#### [WRITTEN INSTRUCTION]
Please write out the material that follows, exactly as it stands.

#### [MATERIAL FOR THIS TASK]
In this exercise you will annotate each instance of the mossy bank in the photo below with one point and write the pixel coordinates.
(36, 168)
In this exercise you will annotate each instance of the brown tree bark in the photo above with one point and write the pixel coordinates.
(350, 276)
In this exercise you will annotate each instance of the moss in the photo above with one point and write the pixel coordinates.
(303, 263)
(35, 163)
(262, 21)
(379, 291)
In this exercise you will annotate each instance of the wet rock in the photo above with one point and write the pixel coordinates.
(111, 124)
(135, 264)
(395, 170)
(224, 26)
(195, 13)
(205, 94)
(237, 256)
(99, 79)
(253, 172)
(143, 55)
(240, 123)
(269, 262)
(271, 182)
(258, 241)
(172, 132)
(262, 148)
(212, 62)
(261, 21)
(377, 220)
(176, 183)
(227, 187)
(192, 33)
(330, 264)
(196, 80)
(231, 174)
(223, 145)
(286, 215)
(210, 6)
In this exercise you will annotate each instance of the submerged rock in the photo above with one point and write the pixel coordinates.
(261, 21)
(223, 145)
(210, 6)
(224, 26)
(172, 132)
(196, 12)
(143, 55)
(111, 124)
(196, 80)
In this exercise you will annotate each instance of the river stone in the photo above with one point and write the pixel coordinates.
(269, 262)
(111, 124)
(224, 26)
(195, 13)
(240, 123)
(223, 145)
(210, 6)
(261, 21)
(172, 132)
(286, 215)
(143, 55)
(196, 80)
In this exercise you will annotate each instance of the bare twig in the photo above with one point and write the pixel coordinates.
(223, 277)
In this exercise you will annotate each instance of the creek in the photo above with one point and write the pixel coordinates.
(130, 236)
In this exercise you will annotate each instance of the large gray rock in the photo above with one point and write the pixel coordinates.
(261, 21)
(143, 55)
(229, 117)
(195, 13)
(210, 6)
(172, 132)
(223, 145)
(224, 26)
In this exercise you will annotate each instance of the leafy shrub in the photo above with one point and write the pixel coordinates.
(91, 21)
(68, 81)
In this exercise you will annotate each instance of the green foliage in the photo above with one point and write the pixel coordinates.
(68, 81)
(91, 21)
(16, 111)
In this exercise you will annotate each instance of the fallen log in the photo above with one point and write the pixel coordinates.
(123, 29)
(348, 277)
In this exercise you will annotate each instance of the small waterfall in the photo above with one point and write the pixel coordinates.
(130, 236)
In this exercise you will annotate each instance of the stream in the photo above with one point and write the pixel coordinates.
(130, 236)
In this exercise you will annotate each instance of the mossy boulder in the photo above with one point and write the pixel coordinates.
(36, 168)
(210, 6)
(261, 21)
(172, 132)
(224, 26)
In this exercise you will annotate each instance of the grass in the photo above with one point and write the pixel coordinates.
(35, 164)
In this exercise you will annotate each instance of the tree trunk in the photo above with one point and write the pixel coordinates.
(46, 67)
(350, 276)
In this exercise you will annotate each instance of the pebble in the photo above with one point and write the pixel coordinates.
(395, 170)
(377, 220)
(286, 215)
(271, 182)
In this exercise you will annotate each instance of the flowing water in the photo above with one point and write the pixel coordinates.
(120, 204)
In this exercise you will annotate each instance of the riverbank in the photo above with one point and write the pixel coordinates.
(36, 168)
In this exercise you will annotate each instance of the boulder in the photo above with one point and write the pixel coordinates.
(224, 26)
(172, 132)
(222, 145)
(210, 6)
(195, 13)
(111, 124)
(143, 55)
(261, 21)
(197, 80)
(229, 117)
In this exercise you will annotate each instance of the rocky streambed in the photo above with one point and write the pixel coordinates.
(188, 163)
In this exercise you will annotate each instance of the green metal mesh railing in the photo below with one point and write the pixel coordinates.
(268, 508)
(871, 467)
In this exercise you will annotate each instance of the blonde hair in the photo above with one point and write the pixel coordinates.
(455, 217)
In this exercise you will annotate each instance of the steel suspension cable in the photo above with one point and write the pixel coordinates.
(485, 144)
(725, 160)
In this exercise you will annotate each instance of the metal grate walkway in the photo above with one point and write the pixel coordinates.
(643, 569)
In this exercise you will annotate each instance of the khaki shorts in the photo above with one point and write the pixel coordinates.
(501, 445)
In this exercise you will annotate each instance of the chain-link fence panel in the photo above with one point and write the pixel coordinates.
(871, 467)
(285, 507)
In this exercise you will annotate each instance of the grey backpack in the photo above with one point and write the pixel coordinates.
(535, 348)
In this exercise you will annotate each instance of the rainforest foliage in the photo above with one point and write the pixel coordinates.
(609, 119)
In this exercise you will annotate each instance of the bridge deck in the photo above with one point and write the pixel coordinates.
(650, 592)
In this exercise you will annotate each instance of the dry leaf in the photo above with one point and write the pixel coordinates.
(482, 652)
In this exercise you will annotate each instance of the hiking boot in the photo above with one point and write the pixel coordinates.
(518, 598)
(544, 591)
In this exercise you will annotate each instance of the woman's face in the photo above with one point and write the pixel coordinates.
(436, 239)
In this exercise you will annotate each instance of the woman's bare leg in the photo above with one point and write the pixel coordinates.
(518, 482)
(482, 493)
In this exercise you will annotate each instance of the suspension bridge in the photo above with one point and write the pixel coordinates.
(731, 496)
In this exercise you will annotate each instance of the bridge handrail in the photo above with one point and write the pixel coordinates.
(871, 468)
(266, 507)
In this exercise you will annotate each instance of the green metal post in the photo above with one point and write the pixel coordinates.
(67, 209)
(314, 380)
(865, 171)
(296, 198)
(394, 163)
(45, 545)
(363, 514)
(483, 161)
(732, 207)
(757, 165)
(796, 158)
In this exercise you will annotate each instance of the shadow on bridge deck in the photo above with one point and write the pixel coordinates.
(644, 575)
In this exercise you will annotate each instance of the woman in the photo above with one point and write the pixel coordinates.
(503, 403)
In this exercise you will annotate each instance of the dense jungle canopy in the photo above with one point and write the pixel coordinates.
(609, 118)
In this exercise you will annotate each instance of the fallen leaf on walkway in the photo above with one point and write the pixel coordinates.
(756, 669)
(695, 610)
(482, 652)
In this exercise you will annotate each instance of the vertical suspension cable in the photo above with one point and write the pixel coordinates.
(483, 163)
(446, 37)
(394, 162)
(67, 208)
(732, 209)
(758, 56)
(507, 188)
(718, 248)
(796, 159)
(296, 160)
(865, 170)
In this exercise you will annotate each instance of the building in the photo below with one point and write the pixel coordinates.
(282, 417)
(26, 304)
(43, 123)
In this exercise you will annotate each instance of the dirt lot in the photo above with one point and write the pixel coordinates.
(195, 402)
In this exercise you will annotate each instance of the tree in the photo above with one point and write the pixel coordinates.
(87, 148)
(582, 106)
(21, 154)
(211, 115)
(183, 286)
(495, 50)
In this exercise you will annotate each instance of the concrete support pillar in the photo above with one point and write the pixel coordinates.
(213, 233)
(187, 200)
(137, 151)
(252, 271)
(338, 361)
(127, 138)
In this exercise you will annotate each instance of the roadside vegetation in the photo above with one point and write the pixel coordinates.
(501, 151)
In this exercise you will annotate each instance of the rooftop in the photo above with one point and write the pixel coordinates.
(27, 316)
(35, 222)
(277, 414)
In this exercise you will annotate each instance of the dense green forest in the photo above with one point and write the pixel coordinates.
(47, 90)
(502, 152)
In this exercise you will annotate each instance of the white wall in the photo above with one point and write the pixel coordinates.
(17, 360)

#### [RESPONSE]
In this exercise you will annotate each instance of the mossy bank in the photo below with one point and write the pixel coordinates.
(36, 168)
In this exercise you will annotate each instance of the brown tree bark in the photo above with one point and write the pixel coordinates.
(350, 276)
In this exercise you will annotate each instance of the moss in the photo above with one point and write the pixel coordinates.
(303, 263)
(35, 163)
(262, 21)
(379, 291)
In this exercise you will annotate each instance of the wet rock in the photo above with one point and write the pixel coordinates.
(111, 124)
(135, 264)
(395, 170)
(224, 26)
(195, 13)
(205, 94)
(237, 256)
(99, 79)
(253, 172)
(143, 55)
(240, 123)
(269, 262)
(271, 182)
(258, 241)
(172, 132)
(262, 148)
(212, 62)
(261, 21)
(377, 220)
(176, 183)
(227, 187)
(192, 33)
(330, 264)
(196, 80)
(231, 174)
(223, 145)
(286, 215)
(210, 6)
In this exercise you will annotate each instance of the submerged rock in the photo above with one point and write the pixel coordinates.
(261, 21)
(223, 145)
(210, 6)
(224, 26)
(172, 132)
(196, 12)
(143, 55)
(111, 124)
(196, 80)
In this exercise you will annotate each instance of the river stone in the photo above with one point and write the pixel coordinates.
(269, 262)
(111, 124)
(224, 26)
(195, 13)
(240, 123)
(223, 145)
(210, 6)
(261, 21)
(172, 132)
(286, 215)
(143, 55)
(196, 80)
In this exercise you will annotate each instance of the bare twig in the photo above with one point and write the pixel coordinates.
(223, 277)
In this exercise you will annotate each instance of the creek in the photo above with one point and write the pixel coordinates.
(130, 236)
In this exercise you will annotate each instance of the large gray rock in the photo above with one point and write the pixel coordinates.
(261, 21)
(143, 55)
(229, 117)
(195, 13)
(210, 6)
(172, 132)
(223, 145)
(224, 26)
In this exercise you will annotate each instance of the leafy shrub in the photo above with one point and write the pixel coordinates.
(91, 21)
(68, 81)
In this exercise you will annotate each instance of the green foliage in the photo above with one point and write the pixel coordinates.
(68, 81)
(91, 21)
(16, 111)
In this exercise you will annotate each instance of the fallen log in the photo above with one point and write the pixel coordinates.
(123, 29)
(348, 277)
In this exercise you will annotate each instance of the small waterfall in the photo above with one point and write the pixel coordinates.
(130, 236)
In this exercise you will annotate each instance of the stream in the photo above with one point and write the pixel coordinates.
(130, 236)
In this exercise you will annotate each instance of the mossy boulder in the photo above with one point and write the pixel coordinates.
(36, 168)
(210, 6)
(261, 21)
(172, 132)
(224, 26)
In this exercise you will annotate each instance of the grass in the photo above with one point and write the pixel coordinates.
(35, 164)
In this exercise you will annotate each instance of the tree trunk in the photo above with one point and write the pixel coordinates.
(46, 67)
(350, 276)
In this exercise you will annotate each instance of the pebble in the photo above with one point and write the pixel coordinates.
(395, 170)
(377, 220)
(286, 215)
(271, 182)
In this exercise you will annotate each instance of the flowing water in the photo above with one point and write the pixel coordinates.
(120, 204)
In this exercise you will annotate each instance of the riverbank in the photo above with one point and write the pixel coordinates.
(36, 168)
In this exercise you will annotate each instance of the boulder in the photo above with one point and write the pixel coordinates.
(224, 26)
(172, 132)
(222, 145)
(210, 6)
(195, 13)
(111, 124)
(143, 55)
(261, 21)
(197, 80)
(229, 117)
In this exercise you will annotate each instance of the rocky streambed in the photo above with one point and write the pixel coordinates.
(188, 163)
In this exercise you will annotate each instance of the green metal mesh railing in the photo below with one point and write the pixel coordinates.
(268, 508)
(871, 467)
In this exercise you will annotate each instance of the blonde hair in the photo above with one point and write the pixel coordinates.
(455, 217)
In this exercise you will annotate each instance of the steel suspension cable in the photo above with one point and write the pixel coordinates.
(485, 144)
(725, 160)
In this exercise you will annotate each instance of the metal grate walkway in the photo above with one point and write the pixel coordinates.
(643, 569)
In this exercise you will annotate each instance of the khaki shorts in the photo above with one point and write the pixel coordinates.
(501, 445)
In this exercise you will annotate each instance of the chain-link fence panel in the photo above with one point and write the pixel coordinates.
(871, 467)
(285, 507)
In this exercise you will annotate each instance of the grey backpack in the photo above with one point and write the pixel coordinates.
(535, 348)
In this exercise you will annotate each instance of the rainforest foliage in the photo above with one point and write the pixel coordinates.
(609, 119)
In this exercise you will annotate each instance of the bridge deck in the photo above with one point and write the pixel coordinates.
(650, 592)
In this exercise you will annotate each instance of the dry leaf in the photo above with one point and write the pixel coordinates.
(482, 652)
In this exercise you will annotate each instance of the hiking boot in the photo above with one point and write the pixel coordinates.
(518, 598)
(544, 591)
In this exercise you will annotate each instance of the woman's face in the photo above with one point and write the pixel coordinates.
(436, 239)
In this exercise you will annotate each instance of the woman's bare leg in the photo above with one point and write the pixel coordinates.
(518, 482)
(482, 493)
In this exercise you will annotate each instance of the suspension bridge in the photo above with one point and write the pixel coordinates.
(731, 496)
In this exercise you will annotate each instance of the bridge handrail in the photo above with one point and write the pixel coordinates.
(871, 468)
(266, 507)
In this exercise you will annotate each instance of the green metal post in the photo above with one point and write the pixel coordinates.
(67, 209)
(314, 380)
(865, 171)
(296, 198)
(394, 163)
(45, 545)
(363, 514)
(483, 161)
(732, 207)
(757, 165)
(796, 158)
In this exercise you will annotate each instance of the shadow on bridge deck in the photo above with one point and write the pixel coordinates.
(644, 575)
In this exercise you will annotate each instance of the woman in the photo above with one point and write the pixel coordinates.
(503, 403)
In this exercise you will annotate each instance of the dense jungle canopy in the photo above with one point and write the pixel coordinates.
(609, 118)
In this exercise you will annotate each instance of the fallen leaf on walkway in the photo above with one point and write the pixel coordinates.
(756, 669)
(695, 610)
(482, 652)
In this exercise you will annotate each instance of the vertical suspension cable in the photo above with one point and write the pixel coordinates.
(483, 163)
(446, 37)
(394, 162)
(67, 208)
(732, 209)
(758, 56)
(507, 188)
(718, 248)
(796, 159)
(296, 160)
(865, 170)
In this exercise you will annotate each instance of the building in the photo below with one point and write the pixel coordinates.
(282, 417)
(26, 304)
(43, 123)
In this exercise you will annotate each instance of the dirt lot in the photo above with one point and write the pixel coordinates.
(195, 402)
In this exercise you will annotate each instance of the tree in the photo above with one point and write the pixel coordinates.
(87, 148)
(582, 106)
(21, 154)
(211, 115)
(183, 286)
(495, 50)
In this exercise you will annotate each instance of the concrete support pillar in the photo above with one point and write the pixel coordinates.
(213, 233)
(187, 200)
(137, 151)
(252, 271)
(338, 361)
(127, 138)
In this exercise you will annotate each instance of the roadside vegetation in the photo above with one point and write the pixel coordinates.
(501, 151)
In this exercise you will annotate each instance of the rooftop in the photo above with one point and write the pixel coordinates.
(27, 316)
(35, 222)
(277, 414)
In this exercise you will annotate each instance of the dense green forest in the photo above with one point and write the pixel coordinates.
(47, 90)
(502, 152)
In this exercise you will annotate each instance of the white wall in the photo above with one point and write the pixel coordinates.
(17, 360)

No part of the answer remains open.